* _Estratto della pagina_
• • • •
Sapevamo tutti che quel test era in parte inattendibile. Sapevamo tutti che al Giro del Trentino i ragazzi della Bardiani, che ai tempi non si chiamava Bardiani, avevano avuto dei test sfasati. Per quale motivo all’atleta più rappresentativo d’Italia – non del ciclismo, ma dello sport italiano – non è stato concesso il beneficio del dubbio? Lui è stato condannato dal giorno dopo. Ne parlavo giusto l’altro giorno al telefono con un amico, perché adesso Le Iene sono tornate su questo fatto. C’erano troppi interessi di palazzo per cui Pantani doveva finire in quel modo lì.
Magari avranno anche pensato: “Che vuoi che sia un ematocrito alto? Fra quindici giorni torna”. Non hanno considerato l’onestà intellettuale e l’orgoglio del personaggio. Un atleta che, nel pieno dello sforzo sulla Marmolada, pensa ai suoi tifosi che lo aspettano dalla notte prima, per una cosa del genere non esce più di casa. E così è stato.
Il complotto fu quello che successe sui giornali del giorno dopo. Oggi come oggi, se venissero fuori dei problemi simili per un calciatore famoso, non sarebbero tutti così categorici. È singolare, veramente singolare, che nel momento in cui a Torino aprivano il processo per l’ematocrito di Pantani nell’incidente della Milano-Torino, lo stesso tribunale aveva in mano il processo Juventus con lo stesso tipo di imputazione. Il caso Pantani fu mandato via da lì, perché con Pantani bisognava continuare su una certa linea. Non sono ancora in grado di dire perché, forse non lo sarò mai, ma non è che sia mancata l’umanità. C’è stato tutto il cinismo necessario per fare quello che è stato fatto e che, secondo me, qualcuno aveva ordinato di fare.
• • • •
* _Dati forniti_
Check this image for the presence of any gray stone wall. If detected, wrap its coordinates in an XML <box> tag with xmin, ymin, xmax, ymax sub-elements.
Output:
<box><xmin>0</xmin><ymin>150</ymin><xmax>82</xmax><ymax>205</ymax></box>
• • • •
* _Consegna_
Trascrivi parola per parola il passo del brano su Pantani che va da “Magari avranno anche” fino a “così è stato.”.

* _Svolgimento_
Magari avranno anche pensato: “Che vuoi che sia un ematocrito alto? Fra quindici giorni torna”. Non hanno considerato l’onestà intellettuale e l’orgoglio del personaggio. Un atleta che, nel pieno dello sforzo sulla Marmolada, pensa ai suoi tifosi che lo aspettano dalla notte prima, per una cosa del genere non esce più di casa. E così è stato.